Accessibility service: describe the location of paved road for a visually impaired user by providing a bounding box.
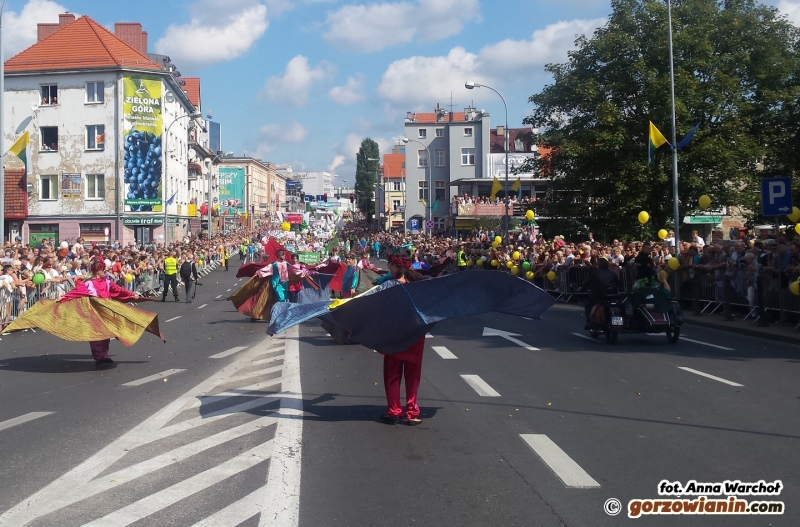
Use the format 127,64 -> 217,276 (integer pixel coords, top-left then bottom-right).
0,271 -> 800,526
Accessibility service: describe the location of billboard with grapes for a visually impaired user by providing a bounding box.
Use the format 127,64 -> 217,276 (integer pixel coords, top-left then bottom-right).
122,77 -> 166,212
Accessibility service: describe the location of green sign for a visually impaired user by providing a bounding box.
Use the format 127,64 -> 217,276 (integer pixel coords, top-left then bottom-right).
297,251 -> 320,265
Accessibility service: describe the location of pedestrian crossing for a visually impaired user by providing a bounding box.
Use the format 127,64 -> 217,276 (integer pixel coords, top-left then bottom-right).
0,328 -> 303,527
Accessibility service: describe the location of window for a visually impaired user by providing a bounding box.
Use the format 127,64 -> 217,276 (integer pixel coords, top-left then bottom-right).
39,126 -> 58,152
41,84 -> 58,106
419,181 -> 428,201
433,180 -> 447,201
39,175 -> 58,201
433,148 -> 444,167
86,82 -> 105,104
86,124 -> 106,150
417,150 -> 428,168
86,174 -> 106,199
461,148 -> 475,166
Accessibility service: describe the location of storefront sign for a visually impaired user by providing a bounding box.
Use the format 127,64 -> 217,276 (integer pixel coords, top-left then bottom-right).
122,76 -> 166,212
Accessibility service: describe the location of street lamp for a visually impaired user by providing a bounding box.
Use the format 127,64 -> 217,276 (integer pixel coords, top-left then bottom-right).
403,137 -> 433,234
162,110 -> 203,244
464,81 -> 509,236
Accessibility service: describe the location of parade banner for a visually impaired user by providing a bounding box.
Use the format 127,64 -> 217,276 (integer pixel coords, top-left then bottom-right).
219,167 -> 244,214
122,76 -> 164,212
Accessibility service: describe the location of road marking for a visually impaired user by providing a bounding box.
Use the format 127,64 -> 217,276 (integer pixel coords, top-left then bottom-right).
681,335 -> 736,351
520,434 -> 600,489
678,366 -> 744,386
0,412 -> 55,431
461,375 -> 500,397
122,369 -> 186,386
483,328 -> 539,351
433,346 -> 458,359
209,346 -> 247,359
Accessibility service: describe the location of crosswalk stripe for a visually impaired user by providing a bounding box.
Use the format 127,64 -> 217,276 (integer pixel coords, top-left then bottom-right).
461,375 -> 500,397
520,434 -> 600,489
209,346 -> 247,359
432,346 -> 458,359
122,368 -> 186,386
0,412 -> 55,431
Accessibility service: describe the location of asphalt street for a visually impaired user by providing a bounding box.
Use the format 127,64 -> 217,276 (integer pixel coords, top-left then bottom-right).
0,268 -> 800,527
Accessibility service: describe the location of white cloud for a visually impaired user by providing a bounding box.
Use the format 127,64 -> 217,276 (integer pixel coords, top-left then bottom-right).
256,121 -> 308,156
3,0 -> 69,59
778,0 -> 800,26
328,74 -> 364,106
324,0 -> 480,52
378,19 -> 607,109
261,55 -> 335,108
155,0 -> 269,66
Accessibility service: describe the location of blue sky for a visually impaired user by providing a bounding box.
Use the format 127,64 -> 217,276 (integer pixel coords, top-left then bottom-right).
3,0 -> 800,184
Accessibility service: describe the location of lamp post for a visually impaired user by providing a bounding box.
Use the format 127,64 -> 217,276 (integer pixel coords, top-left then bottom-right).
162,111 -> 202,248
403,137 -> 432,234
464,81 -> 510,236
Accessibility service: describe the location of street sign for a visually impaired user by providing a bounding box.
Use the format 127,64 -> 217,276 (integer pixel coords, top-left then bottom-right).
761,177 -> 792,216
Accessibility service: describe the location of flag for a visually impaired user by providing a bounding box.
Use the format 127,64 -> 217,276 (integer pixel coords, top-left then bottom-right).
647,121 -> 669,165
675,123 -> 700,148
8,130 -> 31,173
490,178 -> 503,199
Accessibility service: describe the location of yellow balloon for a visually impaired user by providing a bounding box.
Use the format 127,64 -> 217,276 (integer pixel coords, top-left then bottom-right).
667,256 -> 681,271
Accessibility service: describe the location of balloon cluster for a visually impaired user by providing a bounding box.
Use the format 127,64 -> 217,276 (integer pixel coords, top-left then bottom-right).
123,129 -> 162,212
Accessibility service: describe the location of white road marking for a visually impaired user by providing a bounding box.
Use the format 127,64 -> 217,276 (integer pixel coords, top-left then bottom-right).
461,375 -> 500,397
433,346 -> 458,359
681,335 -> 736,351
209,346 -> 247,359
122,369 -> 186,386
0,412 -> 55,431
520,434 -> 600,489
678,366 -> 744,386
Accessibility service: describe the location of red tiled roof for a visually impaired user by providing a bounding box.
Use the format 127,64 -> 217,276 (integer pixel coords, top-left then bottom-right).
6,16 -> 163,72
181,77 -> 200,108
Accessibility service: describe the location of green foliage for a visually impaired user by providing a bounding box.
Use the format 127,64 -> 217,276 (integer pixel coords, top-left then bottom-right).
355,137 -> 381,218
525,0 -> 800,239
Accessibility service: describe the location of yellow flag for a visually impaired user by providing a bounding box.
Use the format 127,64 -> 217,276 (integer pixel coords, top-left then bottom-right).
490,178 -> 503,199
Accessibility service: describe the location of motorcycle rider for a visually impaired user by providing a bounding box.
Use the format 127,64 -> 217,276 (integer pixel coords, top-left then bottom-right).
580,257 -> 619,330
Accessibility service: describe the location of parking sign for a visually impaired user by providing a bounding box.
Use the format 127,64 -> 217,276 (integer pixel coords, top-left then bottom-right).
761,177 -> 792,216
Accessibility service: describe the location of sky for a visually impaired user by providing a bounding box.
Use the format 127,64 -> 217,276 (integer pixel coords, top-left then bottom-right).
2,0 -> 800,186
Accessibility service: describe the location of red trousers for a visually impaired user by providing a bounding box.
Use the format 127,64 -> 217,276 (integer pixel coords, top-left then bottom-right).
89,339 -> 111,360
383,337 -> 425,419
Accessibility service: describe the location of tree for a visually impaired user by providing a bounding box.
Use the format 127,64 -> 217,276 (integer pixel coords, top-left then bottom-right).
355,137 -> 381,222
525,0 -> 800,238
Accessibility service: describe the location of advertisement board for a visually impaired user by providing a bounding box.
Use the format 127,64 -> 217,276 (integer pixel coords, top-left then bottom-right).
122,76 -> 165,212
219,167 -> 244,215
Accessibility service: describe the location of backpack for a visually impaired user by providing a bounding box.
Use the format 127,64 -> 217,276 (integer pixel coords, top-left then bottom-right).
179,262 -> 192,280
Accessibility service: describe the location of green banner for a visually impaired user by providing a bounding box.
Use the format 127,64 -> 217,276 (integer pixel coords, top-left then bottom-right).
122,77 -> 166,212
296,251 -> 320,265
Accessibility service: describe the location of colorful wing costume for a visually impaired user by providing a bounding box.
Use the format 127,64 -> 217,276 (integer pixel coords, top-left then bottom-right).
267,273 -> 553,353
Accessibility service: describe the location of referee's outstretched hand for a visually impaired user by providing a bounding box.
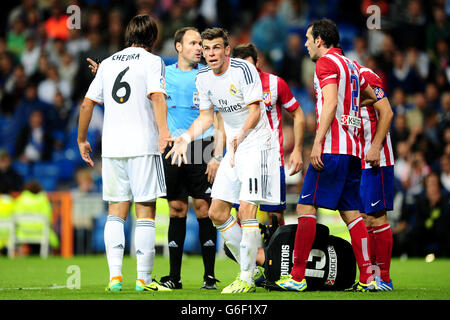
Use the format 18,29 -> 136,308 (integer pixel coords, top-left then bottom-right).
165,137 -> 188,167
86,58 -> 100,76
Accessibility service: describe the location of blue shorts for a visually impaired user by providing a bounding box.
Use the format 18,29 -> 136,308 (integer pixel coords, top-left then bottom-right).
359,166 -> 394,214
233,166 -> 286,212
298,153 -> 361,211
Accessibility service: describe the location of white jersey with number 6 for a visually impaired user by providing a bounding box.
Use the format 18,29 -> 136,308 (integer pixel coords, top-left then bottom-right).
86,47 -> 166,158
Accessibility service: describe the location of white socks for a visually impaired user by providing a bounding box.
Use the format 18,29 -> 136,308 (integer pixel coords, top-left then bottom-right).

+===+

▶ **GOAL OF THE EXERCISE**:
Please write out every row above word for word, leaving out the pictures.

▶ **TASK SOLUTION**:
Accessibility service: describe the location of paved road for a visually impaired user by providing a bounding box.
Use the format 127,64 -> 217,276 (integer pixel coords, top-left then bottom-right).
0,271 -> 800,526
Accessibility service: describe the location of billboard with grapes for a visually impaired user by providing a bounding box.
Use the format 127,64 -> 217,276 (integer pixel coords, top-left then bottom-right).
122,77 -> 166,212
Accessibility service: describe the location of green sign for a visually impaired user by providing a bounding box.
Use the format 127,64 -> 217,276 (integer pixel coords, top-left then bottom-right).
297,251 -> 320,265
Accessibility service: describe the location of pedestrian crossing for a visually impaired user by providing a bounding box.
Use the format 127,64 -> 217,276 (integer pixel coords, top-left then bottom-right).
0,328 -> 303,527
Accessibility service: describe the location of window for a visually impaired user by providing a bounding box.
Use the format 127,64 -> 217,276 (integer pixel coords, top-left then bottom-right).
39,126 -> 58,152
41,84 -> 58,106
419,181 -> 428,201
433,180 -> 447,201
39,175 -> 58,201
433,148 -> 444,167
86,82 -> 105,104
86,124 -> 106,150
417,150 -> 428,168
86,174 -> 106,199
461,148 -> 475,166
Accessibility service: describe the location of storefront sign for a visually impaired user by providing a bounding box.
Use the format 127,64 -> 217,276 (integer pixel coords, top-left then bottom-right).
122,76 -> 166,212
Accessibility service: describe the location of street lamp for a visually impaired user by providing a bounding box.
Use the format 127,64 -> 217,276 (integer pixel coords, top-left then bottom-right).
403,137 -> 433,234
162,110 -> 203,244
464,81 -> 509,236
Accessibility service: describe the location of parade banner for a visually impaired user by providing a bounding box.
Use the format 127,64 -> 217,276 (integer pixel coords, top-left then bottom-right).
219,167 -> 244,214
122,76 -> 164,212
Accessibility service: describe the location of road marking for a visually impaired user by providing a bounding box.
Use the format 127,64 -> 217,276 (integer pixel coords, top-left then bottom-right).
681,335 -> 736,351
520,434 -> 600,489
678,366 -> 744,386
0,412 -> 55,431
461,375 -> 500,397
122,369 -> 186,386
483,328 -> 539,351
433,346 -> 458,359
209,346 -> 247,359
Accessibility service: describe the location of crosswalk stripe for a visually impaired user by providing a bounding box.
Use the format 127,64 -> 217,276 (integer pixel coords, top-left then bottom-right).
461,375 -> 500,397
520,434 -> 600,489
209,346 -> 247,359
432,346 -> 458,359
122,368 -> 186,386
0,412 -> 55,431
Accessibility service: describe the location of asphalt street for a visually impaired user by providing a bounding box.
Use the format 127,64 -> 217,276 (integer pixel coords, top-left then bottom-right).
0,268 -> 800,527
Accessibility service: describe the location of white cloud for a visually impaired user by providing a bounding box.
Use the format 127,64 -> 217,276 (integer pixel coords, top-left then bottom-right).
256,121 -> 308,156
3,0 -> 69,59
778,0 -> 800,26
328,74 -> 364,106
324,0 -> 480,52
378,19 -> 607,109
261,55 -> 335,108
155,0 -> 269,66
Accessibility service: describe the location of blue sky for a visually impaired user by providing a bounding box.
Use the format 127,64 -> 217,276 (integer pixel coords, top-left then bottom-right).
3,0 -> 800,184
Accessibility service: describe the location of lamp post for a visually impaired user by providing a bounding box.
Use the format 127,64 -> 217,276 (integer pixel coords, top-left then bottom-right).
162,111 -> 202,248
403,137 -> 432,234
464,81 -> 510,236
Accessibility service: describe the location of street sign for a visually impaired user by providing a bounding box.
Use the format 127,64 -> 217,276 (integer pixel coords, top-left then bottom-right).
761,177 -> 792,216
Accessibility service: describe the location of flag for a visually impaired user by providing a bounding box.
Use the format 127,64 -> 217,276 (integer pixel coords, top-left then bottom-right).
647,121 -> 669,165
675,123 -> 700,148
8,130 -> 31,173
490,178 -> 503,199
Accessibility service: describe the location of yellow balloon for a visually impaired user by providing a bounding box.
Use the format 127,64 -> 217,276 (integer pixel coords, top-left then bottom-right).
667,256 -> 681,271
Accessibility service: describe the location of balloon cluster for a visually impaired user by providing a bounding box.
Use the format 127,64 -> 217,276 (integer pixel coords, top-left then bottom-right).
123,129 -> 162,212
Accessibility service: describe the location of white road marking for a visually impaired user by providing a bounding box.
Use the format 127,64 -> 217,276 (integer pixel coords, top-left then bottom-right).
461,375 -> 500,397
433,346 -> 458,359
681,335 -> 736,351
209,346 -> 247,359
122,369 -> 186,386
0,412 -> 55,431
520,434 -> 600,489
678,366 -> 744,386
Accessibility service: describe the location of red tiled roof for a visually impaired user by providing a bounding box.
Use the format 127,64 -> 217,276 (integer pixel coords, top-left then bottom-right).
6,16 -> 163,72
181,77 -> 200,108
Accessibility service: describe the location of green foliage for a visually impaired user by providing a bounding box.
Use the format 127,64 -> 217,276 (integer pixel coords, top-left then bottom-right).
355,137 -> 381,218
525,0 -> 800,239
Accessibility service: describe the location of yellow flag for a visually impaired user by providing a bounding box.
Use the format 127,64 -> 217,276 (integer pixel coords, top-left then bottom-right).
490,178 -> 503,199
Accessibility service: describe the location of motorcycle rider for a visually impaired user by providing a bounding box.
Use the format 127,64 -> 217,276 (integer pixel coords, top-left then bottom-right).
580,257 -> 619,330
Accessibility service: describe the location of parking sign for a visually impaired user by providing a bounding box.
Use the format 127,64 -> 217,276 (integer pixel coords, top-left then bottom-right).
761,177 -> 792,216
Accessibility service: describe the location of sky for a visually impaired user by providing a bounding box.
Use the format 127,64 -> 217,276 (integer pixel coords, top-left then bottom-right).
2,0 -> 800,186
Accessibility service: describe the location of red trousers for a visually impaired user by providing a bounding box.
Use the format 127,64 -> 217,276 (integer pixel coords, top-left then bottom-right).
89,339 -> 111,360
383,337 -> 425,419
Accessibility service: describe the location of tree for a visually impaired user by providing a bounding box.
Use the format 127,64 -> 217,276 (integer pixel coords, top-left then bottom-right).
355,137 -> 381,222
525,0 -> 800,238
Accessibility service: describe the location of advertisement board for a visually impaired user by providing a bounding box.
Use the format 127,64 -> 217,276 (integer pixel coords, top-left then bottom-right).
122,76 -> 165,212
219,167 -> 244,215
Accessibility service: describe the location of backpack for a visually impaired user by providing a bounding box.
Use the format 127,64 -> 217,276 (integer pixel coords, top-left then bottom-right).
179,262 -> 192,280
Accessibility service: describe the location of green banner for a visually impaired user by providing a bounding box.
Use the format 127,64 -> 217,276 (integer pixel coords, top-left then bottom-right).
122,77 -> 166,212
296,251 -> 320,265
Accessibility service: describe the location of colorful wing costume for a visually impaired user by providing a bounding box.
Use the format 127,64 -> 217,276 (integer pixel coords, top-left then bottom-right).
267,273 -> 553,353
Accessibility service: describe the location of referee's outstretched hand for a visually impaired user by providing a bounding box.
Use the format 18,29 -> 136,308 (integer pixel coords, top-left then bottom-right).
165,137 -> 188,167
86,58 -> 100,76
Accessibility service: describe the location of blue shorts for a visually impaired user by providing a bounding box.
Use the format 18,29 -> 136,308 (integer pixel coords, top-left then bottom-right).
359,166 -> 394,214
233,166 -> 286,212
298,153 -> 361,211
Accessibility service: describe the location of white jersey with number 6 for a visually impaired user by providing a bounding box.
Use the format 18,29 -> 136,308 (integer pixel coords, top-left then bottom-right).
86,47 -> 166,158
Accessibility service: describe the location of white socks for a visually impaired user by providing a bounding box.
Use the format 18,29 -> 136,308 (integer pixel coords, top-left then bottom-right).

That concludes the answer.